INSTRUCTIONS FOR THE TASK
In the rows below, copy everything from the line containing "Goal: detect weathered" down to the end, substituting "Sample output:" for every "Example output:" and changing nothing else. Omit the pictures.

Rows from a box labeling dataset
##########

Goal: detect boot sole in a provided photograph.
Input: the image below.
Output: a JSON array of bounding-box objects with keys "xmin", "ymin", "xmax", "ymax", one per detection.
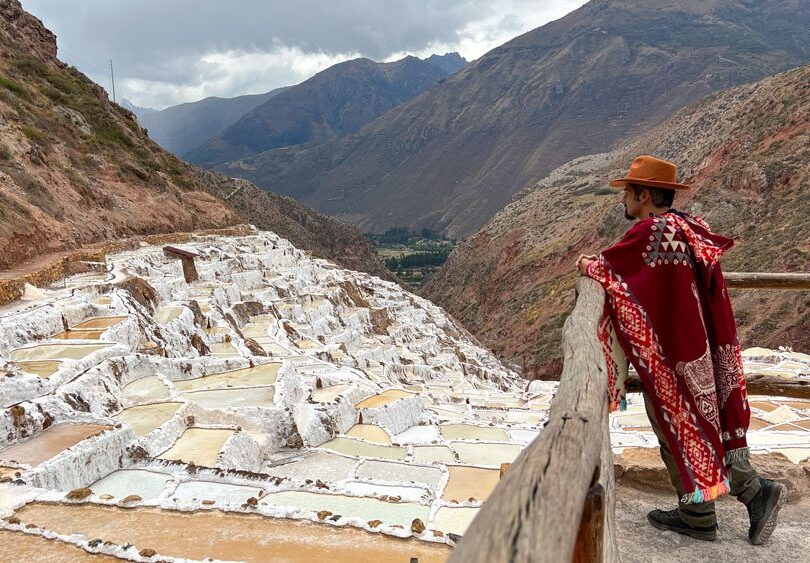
[
  {"xmin": 647, "ymin": 514, "xmax": 717, "ymax": 541},
  {"xmin": 751, "ymin": 484, "xmax": 787, "ymax": 545}
]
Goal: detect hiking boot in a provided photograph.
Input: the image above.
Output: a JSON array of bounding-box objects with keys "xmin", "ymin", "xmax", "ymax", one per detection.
[
  {"xmin": 745, "ymin": 477, "xmax": 787, "ymax": 545},
  {"xmin": 647, "ymin": 509, "xmax": 717, "ymax": 541}
]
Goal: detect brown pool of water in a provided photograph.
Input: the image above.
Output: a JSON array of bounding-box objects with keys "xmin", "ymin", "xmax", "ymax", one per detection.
[
  {"xmin": 0, "ymin": 424, "xmax": 112, "ymax": 466},
  {"xmin": 157, "ymin": 428, "xmax": 234, "ymax": 467},
  {"xmin": 355, "ymin": 389, "xmax": 413, "ymax": 409},
  {"xmin": 73, "ymin": 317, "xmax": 126, "ymax": 329},
  {"xmin": 14, "ymin": 360, "xmax": 62, "ymax": 379},
  {"xmin": 11, "ymin": 344, "xmax": 111, "ymax": 360},
  {"xmin": 15, "ymin": 503, "xmax": 452, "ymax": 563},
  {"xmin": 115, "ymin": 403, "xmax": 182, "ymax": 436},
  {"xmin": 442, "ymin": 465, "xmax": 501, "ymax": 501},
  {"xmin": 0, "ymin": 530, "xmax": 121, "ymax": 563},
  {"xmin": 174, "ymin": 363, "xmax": 281, "ymax": 391}
]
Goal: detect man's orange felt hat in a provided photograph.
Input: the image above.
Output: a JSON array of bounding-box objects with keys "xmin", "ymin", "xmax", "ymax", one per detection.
[{"xmin": 610, "ymin": 156, "xmax": 689, "ymax": 190}]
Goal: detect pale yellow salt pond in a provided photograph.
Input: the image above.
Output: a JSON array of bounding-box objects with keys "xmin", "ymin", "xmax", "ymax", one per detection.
[
  {"xmin": 450, "ymin": 442, "xmax": 522, "ymax": 468},
  {"xmin": 14, "ymin": 360, "xmax": 62, "ymax": 379},
  {"xmin": 442, "ymin": 465, "xmax": 501, "ymax": 502},
  {"xmin": 122, "ymin": 375, "xmax": 169, "ymax": 403},
  {"xmin": 355, "ymin": 389, "xmax": 413, "ymax": 409},
  {"xmin": 0, "ymin": 424, "xmax": 111, "ymax": 467},
  {"xmin": 413, "ymin": 446, "xmax": 456, "ymax": 463},
  {"xmin": 11, "ymin": 344, "xmax": 112, "ymax": 360},
  {"xmin": 115, "ymin": 403, "xmax": 182, "ymax": 436},
  {"xmin": 439, "ymin": 424, "xmax": 509, "ymax": 442},
  {"xmin": 0, "ymin": 530, "xmax": 121, "ymax": 563},
  {"xmin": 433, "ymin": 506, "xmax": 481, "ymax": 536},
  {"xmin": 157, "ymin": 428, "xmax": 234, "ymax": 467},
  {"xmin": 182, "ymin": 385, "xmax": 275, "ymax": 409},
  {"xmin": 346, "ymin": 424, "xmax": 391, "ymax": 444},
  {"xmin": 153, "ymin": 307, "xmax": 185, "ymax": 324},
  {"xmin": 261, "ymin": 491, "xmax": 430, "ymax": 528},
  {"xmin": 173, "ymin": 362, "xmax": 281, "ymax": 391},
  {"xmin": 12, "ymin": 503, "xmax": 452, "ymax": 563},
  {"xmin": 312, "ymin": 384, "xmax": 351, "ymax": 403},
  {"xmin": 318, "ymin": 437, "xmax": 408, "ymax": 459}
]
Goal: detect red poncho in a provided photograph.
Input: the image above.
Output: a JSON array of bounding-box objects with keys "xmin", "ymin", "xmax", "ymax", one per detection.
[{"xmin": 587, "ymin": 211, "xmax": 750, "ymax": 503}]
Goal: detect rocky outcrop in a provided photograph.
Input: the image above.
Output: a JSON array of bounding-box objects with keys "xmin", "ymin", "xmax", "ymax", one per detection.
[{"xmin": 425, "ymin": 66, "xmax": 810, "ymax": 378}]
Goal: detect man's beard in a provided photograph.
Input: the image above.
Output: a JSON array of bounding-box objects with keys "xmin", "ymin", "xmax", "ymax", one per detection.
[{"xmin": 623, "ymin": 203, "xmax": 636, "ymax": 221}]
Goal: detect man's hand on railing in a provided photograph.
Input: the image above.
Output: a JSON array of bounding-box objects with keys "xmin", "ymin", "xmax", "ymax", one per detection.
[{"xmin": 577, "ymin": 254, "xmax": 598, "ymax": 276}]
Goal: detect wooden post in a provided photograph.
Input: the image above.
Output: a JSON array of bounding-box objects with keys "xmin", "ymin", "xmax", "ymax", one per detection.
[{"xmin": 450, "ymin": 277, "xmax": 615, "ymax": 563}]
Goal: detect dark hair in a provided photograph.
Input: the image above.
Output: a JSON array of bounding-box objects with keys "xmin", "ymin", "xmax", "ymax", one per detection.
[{"xmin": 627, "ymin": 183, "xmax": 675, "ymax": 207}]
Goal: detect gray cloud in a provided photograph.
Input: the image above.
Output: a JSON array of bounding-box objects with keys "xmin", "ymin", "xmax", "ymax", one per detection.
[{"xmin": 23, "ymin": 0, "xmax": 585, "ymax": 107}]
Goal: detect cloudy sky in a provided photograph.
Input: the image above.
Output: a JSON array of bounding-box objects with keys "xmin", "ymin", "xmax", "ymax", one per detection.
[{"xmin": 22, "ymin": 0, "xmax": 585, "ymax": 109}]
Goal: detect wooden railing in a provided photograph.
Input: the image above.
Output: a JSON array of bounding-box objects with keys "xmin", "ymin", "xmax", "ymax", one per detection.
[
  {"xmin": 450, "ymin": 278, "xmax": 617, "ymax": 563},
  {"xmin": 450, "ymin": 272, "xmax": 810, "ymax": 563}
]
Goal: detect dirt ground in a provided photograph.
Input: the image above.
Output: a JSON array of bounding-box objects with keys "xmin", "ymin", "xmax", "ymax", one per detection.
[{"xmin": 616, "ymin": 485, "xmax": 810, "ymax": 563}]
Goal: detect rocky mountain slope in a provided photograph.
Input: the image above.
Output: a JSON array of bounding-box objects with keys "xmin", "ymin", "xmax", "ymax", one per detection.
[
  {"xmin": 140, "ymin": 88, "xmax": 284, "ymax": 157},
  {"xmin": 426, "ymin": 66, "xmax": 810, "ymax": 376},
  {"xmin": 0, "ymin": 0, "xmax": 385, "ymax": 280},
  {"xmin": 186, "ymin": 53, "xmax": 467, "ymax": 167},
  {"xmin": 219, "ymin": 0, "xmax": 810, "ymax": 237}
]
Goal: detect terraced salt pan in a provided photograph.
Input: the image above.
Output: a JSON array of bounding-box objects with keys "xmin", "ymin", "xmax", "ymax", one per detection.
[
  {"xmin": 90, "ymin": 469, "xmax": 172, "ymax": 500},
  {"xmin": 115, "ymin": 403, "xmax": 182, "ymax": 436},
  {"xmin": 355, "ymin": 460, "xmax": 442, "ymax": 490},
  {"xmin": 11, "ymin": 504, "xmax": 451, "ymax": 563},
  {"xmin": 0, "ymin": 423, "xmax": 111, "ymax": 467},
  {"xmin": 433, "ymin": 506, "xmax": 480, "ymax": 536},
  {"xmin": 346, "ymin": 424, "xmax": 391, "ymax": 445},
  {"xmin": 450, "ymin": 442, "xmax": 523, "ymax": 467},
  {"xmin": 355, "ymin": 389, "xmax": 413, "ymax": 409},
  {"xmin": 174, "ymin": 362, "xmax": 281, "ymax": 391},
  {"xmin": 14, "ymin": 360, "xmax": 62, "ymax": 379},
  {"xmin": 11, "ymin": 344, "xmax": 112, "ymax": 360},
  {"xmin": 154, "ymin": 307, "xmax": 185, "ymax": 324},
  {"xmin": 264, "ymin": 450, "xmax": 357, "ymax": 483},
  {"xmin": 181, "ymin": 385, "xmax": 275, "ymax": 409},
  {"xmin": 439, "ymin": 424, "xmax": 509, "ymax": 442},
  {"xmin": 413, "ymin": 446, "xmax": 456, "ymax": 463},
  {"xmin": 259, "ymin": 491, "xmax": 430, "ymax": 528},
  {"xmin": 122, "ymin": 375, "xmax": 169, "ymax": 403},
  {"xmin": 0, "ymin": 530, "xmax": 121, "ymax": 563},
  {"xmin": 312, "ymin": 384, "xmax": 351, "ymax": 403},
  {"xmin": 157, "ymin": 428, "xmax": 234, "ymax": 467},
  {"xmin": 319, "ymin": 437, "xmax": 408, "ymax": 459},
  {"xmin": 171, "ymin": 481, "xmax": 263, "ymax": 503},
  {"xmin": 442, "ymin": 465, "xmax": 501, "ymax": 501}
]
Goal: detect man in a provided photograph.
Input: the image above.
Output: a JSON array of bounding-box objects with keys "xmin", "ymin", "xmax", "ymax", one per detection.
[{"xmin": 577, "ymin": 156, "xmax": 787, "ymax": 545}]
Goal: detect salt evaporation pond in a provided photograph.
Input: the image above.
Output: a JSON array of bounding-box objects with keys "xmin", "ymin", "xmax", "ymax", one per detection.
[
  {"xmin": 442, "ymin": 465, "xmax": 501, "ymax": 502},
  {"xmin": 0, "ymin": 423, "xmax": 111, "ymax": 466},
  {"xmin": 122, "ymin": 375, "xmax": 169, "ymax": 403},
  {"xmin": 318, "ymin": 437, "xmax": 408, "ymax": 459},
  {"xmin": 182, "ymin": 385, "xmax": 275, "ymax": 409},
  {"xmin": 174, "ymin": 362, "xmax": 281, "ymax": 391},
  {"xmin": 0, "ymin": 530, "xmax": 121, "ymax": 563},
  {"xmin": 115, "ymin": 403, "xmax": 183, "ymax": 436},
  {"xmin": 260, "ymin": 491, "xmax": 430, "ymax": 528},
  {"xmin": 89, "ymin": 469, "xmax": 172, "ymax": 500},
  {"xmin": 12, "ymin": 503, "xmax": 452, "ymax": 563},
  {"xmin": 158, "ymin": 428, "xmax": 234, "ymax": 467},
  {"xmin": 11, "ymin": 344, "xmax": 112, "ymax": 360}
]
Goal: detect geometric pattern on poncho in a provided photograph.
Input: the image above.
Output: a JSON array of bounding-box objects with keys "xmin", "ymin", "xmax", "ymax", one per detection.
[{"xmin": 588, "ymin": 256, "xmax": 729, "ymax": 503}]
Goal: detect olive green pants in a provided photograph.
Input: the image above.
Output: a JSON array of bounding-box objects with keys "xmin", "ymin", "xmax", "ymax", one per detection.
[{"xmin": 643, "ymin": 392, "xmax": 760, "ymax": 527}]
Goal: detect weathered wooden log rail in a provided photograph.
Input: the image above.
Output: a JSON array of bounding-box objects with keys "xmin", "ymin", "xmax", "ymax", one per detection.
[
  {"xmin": 450, "ymin": 277, "xmax": 617, "ymax": 563},
  {"xmin": 450, "ymin": 272, "xmax": 810, "ymax": 563}
]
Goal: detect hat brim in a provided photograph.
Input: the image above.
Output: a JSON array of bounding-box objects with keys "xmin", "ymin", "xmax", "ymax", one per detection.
[{"xmin": 610, "ymin": 178, "xmax": 691, "ymax": 190}]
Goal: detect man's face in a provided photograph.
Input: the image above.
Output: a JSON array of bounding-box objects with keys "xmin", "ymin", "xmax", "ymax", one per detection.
[{"xmin": 622, "ymin": 186, "xmax": 641, "ymax": 221}]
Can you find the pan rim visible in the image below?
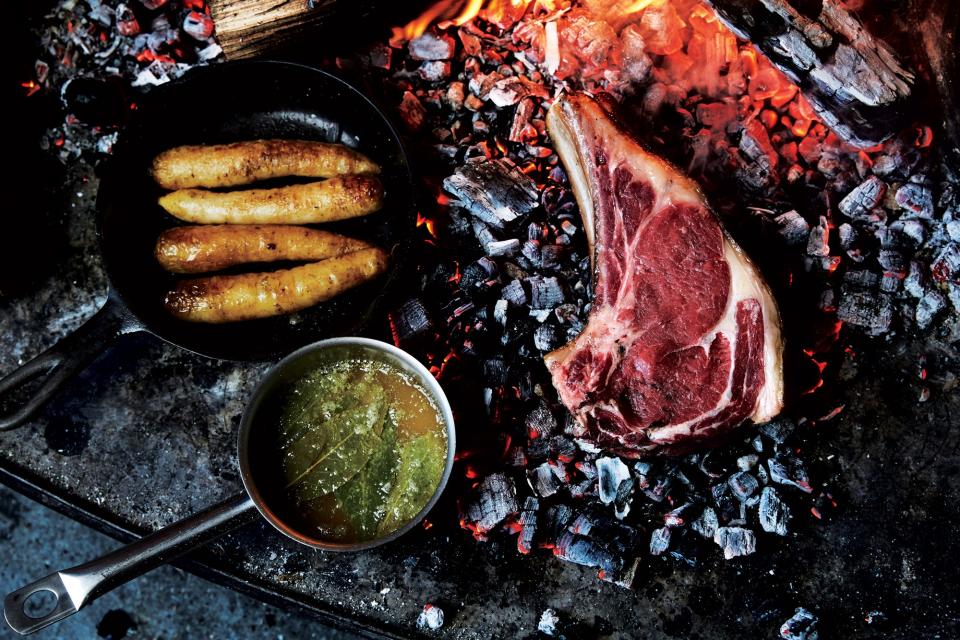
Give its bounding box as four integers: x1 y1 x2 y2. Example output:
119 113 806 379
96 59 418 362
237 336 457 552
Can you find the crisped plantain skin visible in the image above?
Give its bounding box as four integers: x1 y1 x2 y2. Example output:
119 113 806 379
160 176 383 224
164 247 389 323
152 140 380 189
155 225 370 273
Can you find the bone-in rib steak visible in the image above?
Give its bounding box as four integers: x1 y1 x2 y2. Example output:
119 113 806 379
546 95 783 457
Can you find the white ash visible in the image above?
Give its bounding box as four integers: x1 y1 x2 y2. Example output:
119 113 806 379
417 604 444 631
780 607 820 640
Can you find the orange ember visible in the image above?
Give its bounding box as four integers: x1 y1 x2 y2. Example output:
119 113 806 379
417 212 437 238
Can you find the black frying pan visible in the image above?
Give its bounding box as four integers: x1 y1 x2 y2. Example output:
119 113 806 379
0 62 416 430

##########

COMPLETE RESPONSE
Goal: detect weathered wooden log rail in a provided photograph.
Input: the image above.
Output: a JSON array of bounding-box objects with keys "xmin", "ymin", "xmax", "ymax", one per detection.
[
  {"xmin": 450, "ymin": 277, "xmax": 617, "ymax": 563},
  {"xmin": 450, "ymin": 272, "xmax": 810, "ymax": 563}
]
Goal: detect hat brim in a provided photograph.
Input: the image above.
Output: a JSON array of bounding-box objects with keys "xmin", "ymin", "xmax", "ymax", one per detection.
[{"xmin": 610, "ymin": 178, "xmax": 691, "ymax": 190}]
Goal: detect man's face in a provided photograph.
Input: the image above.
Output: a JSON array of bounding-box objects with keys "xmin", "ymin", "xmax", "ymax", one per detection.
[{"xmin": 622, "ymin": 186, "xmax": 641, "ymax": 221}]
Can you find the pan rim visible in the image below?
Give its bounding box as four integers: x1 y1 x2 y2. Sample output:
119 113 806 379
96 59 418 362
237 336 457 552
Can you find the crisped plantain skin visible in the image above?
Give its bounding box as four integers: x1 y1 x2 y2. Sample output:
119 113 806 379
160 176 383 224
164 247 389 323
152 140 380 189
155 225 370 273
Can you find the bone-in rib steak visible in the image above?
Give its bounding box as four integers: x1 y1 x2 y2. Sample output:
119 113 806 379
546 95 783 457
Can you find the white ash visible in the image above?
Give its bounding box as four integers: x1 y1 x2 y2. Sample output:
119 113 806 379
417 604 444 631
780 607 820 640
Can you find the orange ember visible in the image above?
Give its bounding box as four integers: x1 y1 x2 y2. Sample output:
119 113 806 379
417 212 437 238
Can you find the black frying pan visible in the image above?
Give its bounding box as four integers: x1 y1 x2 y2. Sample output:
119 113 806 379
0 62 416 430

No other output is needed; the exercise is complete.